*Supplied text*.
════════

Birthing Upright
The Wild Woman Archetype
in Visual Birth Culture
I am drawn to the wild woman archetype. In Women Who Run With the Wolves, Clarissa Pinkola Estés describes her as a fierce archetypal figure who expresses embodied knowledge, intuition, and creative force. There is something deeply untameable about her. She resists domestication, external authority and patriarchal violence.
When I look at images of women giving birth standing, squatting, kneeling or supporting themselves upright, I can feel her.
These representations of upright birthing positions can be found across cultures and centuries, suggesting that this may have been the predominant method of childbirth throughout human history (which makes sense, given its physiological advantages). Stone sculptures of the Aztec goddess of childbirth (12th century), Tlazolteotl, and depictions of Kali as a generative force in Hindu cosmology (18th century wood carving above) are among many examples that position birth as an active, powerful act.

════════

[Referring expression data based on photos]
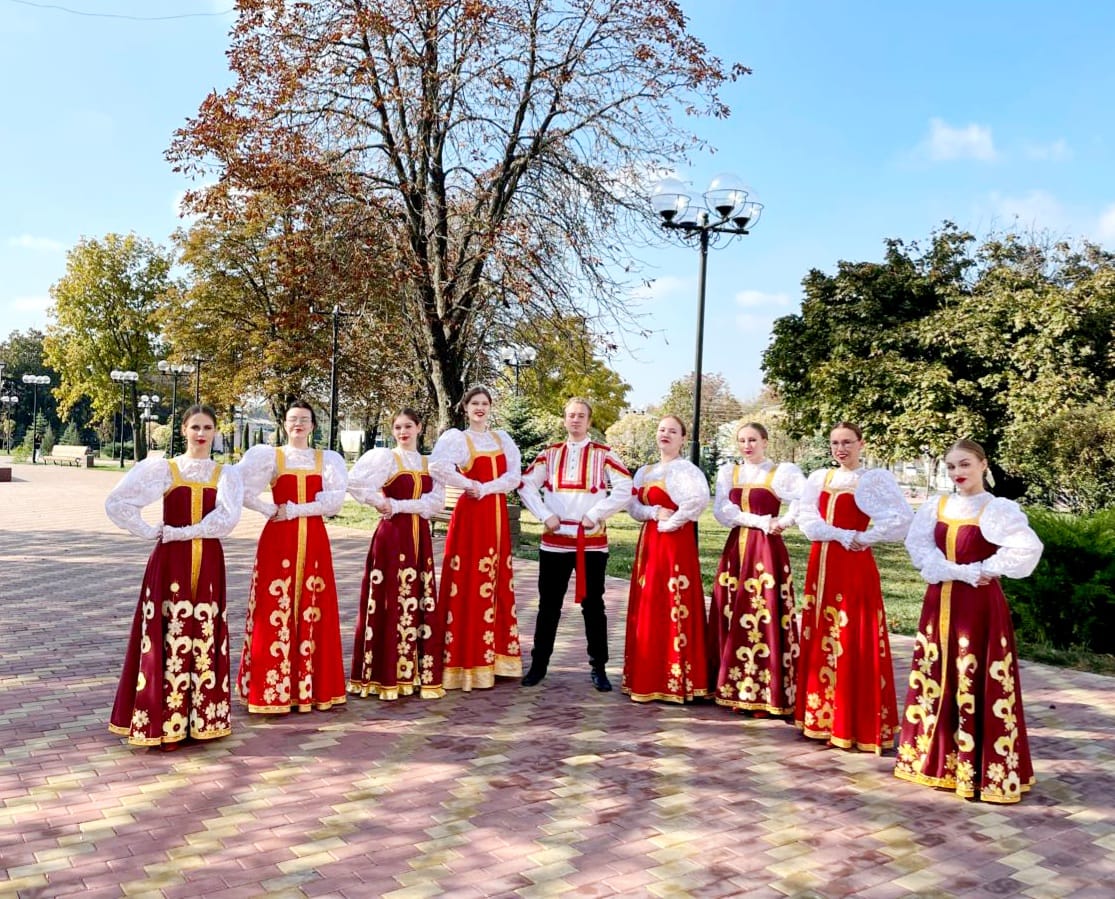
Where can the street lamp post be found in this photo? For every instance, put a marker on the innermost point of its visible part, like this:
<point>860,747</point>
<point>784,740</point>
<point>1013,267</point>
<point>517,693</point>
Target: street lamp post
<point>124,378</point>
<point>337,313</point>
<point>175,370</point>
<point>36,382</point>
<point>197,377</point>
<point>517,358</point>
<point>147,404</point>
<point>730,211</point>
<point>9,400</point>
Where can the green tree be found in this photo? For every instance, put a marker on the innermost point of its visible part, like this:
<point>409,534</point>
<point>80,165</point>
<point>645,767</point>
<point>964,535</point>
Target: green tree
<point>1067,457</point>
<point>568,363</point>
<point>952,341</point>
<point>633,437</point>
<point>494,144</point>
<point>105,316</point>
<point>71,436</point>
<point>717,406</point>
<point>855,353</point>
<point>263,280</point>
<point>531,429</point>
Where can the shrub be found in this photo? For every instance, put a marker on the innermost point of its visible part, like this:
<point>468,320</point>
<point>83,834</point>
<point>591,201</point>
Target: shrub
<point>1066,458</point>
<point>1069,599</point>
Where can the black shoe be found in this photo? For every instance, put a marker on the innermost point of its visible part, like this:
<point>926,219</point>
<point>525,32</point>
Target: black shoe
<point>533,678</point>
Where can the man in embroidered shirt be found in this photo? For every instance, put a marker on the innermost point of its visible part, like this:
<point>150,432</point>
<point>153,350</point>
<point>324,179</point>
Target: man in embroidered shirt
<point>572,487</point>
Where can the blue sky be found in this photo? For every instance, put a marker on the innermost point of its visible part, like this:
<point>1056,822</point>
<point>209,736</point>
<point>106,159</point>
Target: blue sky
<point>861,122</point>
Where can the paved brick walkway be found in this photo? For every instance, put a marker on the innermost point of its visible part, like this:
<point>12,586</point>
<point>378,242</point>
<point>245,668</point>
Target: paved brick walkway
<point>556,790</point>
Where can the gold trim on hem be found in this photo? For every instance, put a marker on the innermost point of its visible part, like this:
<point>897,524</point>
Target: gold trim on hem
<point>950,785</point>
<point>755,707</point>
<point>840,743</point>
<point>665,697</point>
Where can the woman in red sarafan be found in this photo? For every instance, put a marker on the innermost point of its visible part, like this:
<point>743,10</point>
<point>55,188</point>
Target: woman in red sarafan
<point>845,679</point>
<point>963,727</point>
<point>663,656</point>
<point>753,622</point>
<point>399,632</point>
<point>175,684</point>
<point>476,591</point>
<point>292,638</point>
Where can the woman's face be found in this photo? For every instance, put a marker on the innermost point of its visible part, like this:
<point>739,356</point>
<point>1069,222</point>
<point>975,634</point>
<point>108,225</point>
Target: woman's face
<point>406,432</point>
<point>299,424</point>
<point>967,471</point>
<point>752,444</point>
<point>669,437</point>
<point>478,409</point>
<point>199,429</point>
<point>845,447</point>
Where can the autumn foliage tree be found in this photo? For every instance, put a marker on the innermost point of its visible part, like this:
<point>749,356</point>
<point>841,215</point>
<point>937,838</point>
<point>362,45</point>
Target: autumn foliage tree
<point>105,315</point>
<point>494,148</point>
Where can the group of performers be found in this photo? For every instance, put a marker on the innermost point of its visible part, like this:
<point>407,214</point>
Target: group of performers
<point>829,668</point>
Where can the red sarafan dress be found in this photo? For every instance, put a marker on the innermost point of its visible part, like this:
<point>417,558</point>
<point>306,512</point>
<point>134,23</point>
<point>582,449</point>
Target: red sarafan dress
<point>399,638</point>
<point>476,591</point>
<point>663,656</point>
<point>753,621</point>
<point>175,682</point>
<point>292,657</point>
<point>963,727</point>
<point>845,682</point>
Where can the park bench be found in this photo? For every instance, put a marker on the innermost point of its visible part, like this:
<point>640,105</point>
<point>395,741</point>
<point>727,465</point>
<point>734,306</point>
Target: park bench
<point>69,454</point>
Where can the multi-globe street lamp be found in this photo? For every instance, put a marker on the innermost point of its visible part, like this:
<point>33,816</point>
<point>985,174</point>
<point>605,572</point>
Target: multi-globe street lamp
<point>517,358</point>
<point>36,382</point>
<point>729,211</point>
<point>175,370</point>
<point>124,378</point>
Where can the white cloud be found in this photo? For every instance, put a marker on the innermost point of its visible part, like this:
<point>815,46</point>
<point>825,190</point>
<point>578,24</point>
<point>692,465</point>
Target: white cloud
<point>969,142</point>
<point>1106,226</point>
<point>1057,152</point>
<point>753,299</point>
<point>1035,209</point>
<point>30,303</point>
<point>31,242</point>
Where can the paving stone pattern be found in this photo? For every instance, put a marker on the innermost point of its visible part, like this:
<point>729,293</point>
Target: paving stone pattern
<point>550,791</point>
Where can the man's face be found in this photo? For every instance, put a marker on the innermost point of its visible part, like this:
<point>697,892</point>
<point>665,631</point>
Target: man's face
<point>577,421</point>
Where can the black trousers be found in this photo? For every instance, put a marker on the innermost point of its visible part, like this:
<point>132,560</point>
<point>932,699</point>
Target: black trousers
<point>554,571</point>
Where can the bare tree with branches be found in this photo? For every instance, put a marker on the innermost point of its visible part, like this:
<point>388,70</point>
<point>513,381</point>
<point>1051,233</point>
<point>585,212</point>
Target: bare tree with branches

════════

*Requirement*. Reproduce the piece on upright birthing starting at "When I look" and ending at "active, powerful act.", swapping "childbirth" for "labor". These rows come from a separate source, not from the piece on upright birthing.

*Worked solution*.
When I look at images of women giving birth standing, squatting, kneeling or supporting themselves upright, I can feel her.
These representations of upright birthing positions can be found across cultures and centuries, suggesting that this may have been the predominant method of labor throughout human history (which makes sense, given its physiological advantages). Stone sculptures of the Aztec goddess of labor (12th century), Tlazolteotl, and depictions of Kali as a generative force in Hindu cosmology (18th century wood carving above) are among many examples that position birth as an active, powerful act.